▸ Extract
▬▬▬
Critical Care Safety Essentials

 

September / October 2007

Critical Care Safety Essentials

The critical care setting is one of the most complex environments in a healthcare facility. Critical care units must manage the intersecting challenges of maintaining a high-tech environment and ensuring staff competency in operating the equipment, providing high-quality care to the facility’s sickest patients, and tending to the needs of staff members working in a very stressful environment. While other hospital units may need to manage one or two challenges at a time, critical care settings must manage them all simultaneously while remaining focused on the delivery of safe patient care.

Several important factors play a role in fostering patient safety in the intensive care unit (ICU) environment and are discussed in this article. These strategies include the following:

 

  • Having a culture that supports and promotes safety activities.
  • Operating an ICU structure in which the care of ICU patients is directed and managed by intensivists — physicians with specialized training in critical care medicine.
  • Ensuring that the work environment can support the ability of caregivers to interact productively, make vital decisions, and perform medical interventions and operate medical equipment safely.

 

Complications in Critical Care
Before building initiatives to enhance safety, healthcare managers must understand the extent of patient injuries and events in ICUs. Critically ill patients are at high risk for complications due to the severity of their medical conditions, the complex and invasive nature of critical care treatments and procedures, and the use of drugs and technology that carry risks as well as benefits.

In addition to complications of care, adverse events and errors — many of which are serious — are major risks in ICUs. The 2005 Critical Care Safety Study, published in the August 2005 issue of Critical Care Medicine, found that adverse events in ICUs occur at a rate of 81 per 1,000 patient-days and that serious errors occur at a rate of 150 per 1,000 patient-days, supporting the findings of an earlier study indicating that nearly all ICU patients suffer potentially harmful events.

Nearly half (45%) of the adverse events in the Critical Care Safety Study were deemed preventable. Common ICU errors are treatment and procedure errors especially errors in ordering or carrying out medication orders; errors in reporting or communicating clinical information; and failures to take precautions or follow protocols.
▬▬▬
▸ Dataset entries
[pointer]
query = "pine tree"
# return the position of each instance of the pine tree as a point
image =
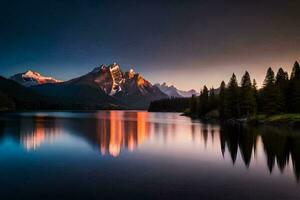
(193, 104)
(203, 102)
(294, 89)
(247, 98)
(255, 92)
(281, 82)
(271, 99)
(232, 99)
(213, 101)
(222, 100)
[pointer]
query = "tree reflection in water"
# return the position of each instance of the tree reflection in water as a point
(112, 132)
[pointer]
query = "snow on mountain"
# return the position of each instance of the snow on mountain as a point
(172, 91)
(31, 78)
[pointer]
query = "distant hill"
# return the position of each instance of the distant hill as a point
(172, 91)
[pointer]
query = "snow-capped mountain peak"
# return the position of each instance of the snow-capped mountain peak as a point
(31, 78)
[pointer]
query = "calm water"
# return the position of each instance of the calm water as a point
(140, 155)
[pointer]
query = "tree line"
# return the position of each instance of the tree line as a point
▬▬▬
▸ Work instructions
1: Answer the following questions using the critical care safety article above.
(a) How does the article define intensivists?
(b) At what rate did the 2005 Critical Care Safety Study find that adverse events occur in ICUs?
(c) What share of the adverse events in that study were deemed preventable?
2: Reproduce the stretch of the critical care safety article from "In addition to" through "or follow protocols." without any changes.
3: Extend the critical care safety article, starting right after its final sentence.

▸ Answers by item
1:
(a) Physicians with specialized training in critical care medicine.
(b) 81 per 1,000 patient-days.
(c) Nearly half (45%).

2:
In addition to complications of care, adverse events and errors — many of which are serious — are major risks in ICUs. The 2005 Critical Care Safety Study, published in the August 2005 issue of Critical Care Medicine, found that adverse events in ICUs occur at a rate of 81 per 1,000 patient-days and that serious errors occur at a rate of 150 per 1,000 patient-days, supporting the findings of an earlier study indicating that nearly all ICU patients suffer potentially harmful events.

Nearly half (45%) of the adverse events in the Critical Care Safety Study were deemed preventable. Common ICU errors are treatment and procedure errors especially errors in ordering or carrying out medication orders; errors in reporting or communicating clinical information; and failures to take precautions or follow protocols.

3:
Getting Started
Any ICU patient safety improvement process must start by engaging leadership. Although the data on ICU adverse events and complications is compelling, risk managers, patient safety officers, and critical care clinicians should work together to make a business case to executives for patient safety investments.

Once leadership support is obtained, implementing ICU safety becomes a team effort, supported at all levels. There must be a clearly articulated plan for improvement developed with input and involvement from frontline staff that is understood by all managers, clinicians, and staff members. Identifying a specific group of individuals responsible for initiating, coordinating, monitoring, and communicating ICU safety improvements is a primary step in the process. Whether the group is an existing patient safety committee, a newly formed ICU task force, or some other combination of individuals depends on the facility’s structure, knowledge base, and resources. The group can expect to be involved in education and training, communication, and baseline data gathering, which should include a safety assessment of the critical care units in the hospital.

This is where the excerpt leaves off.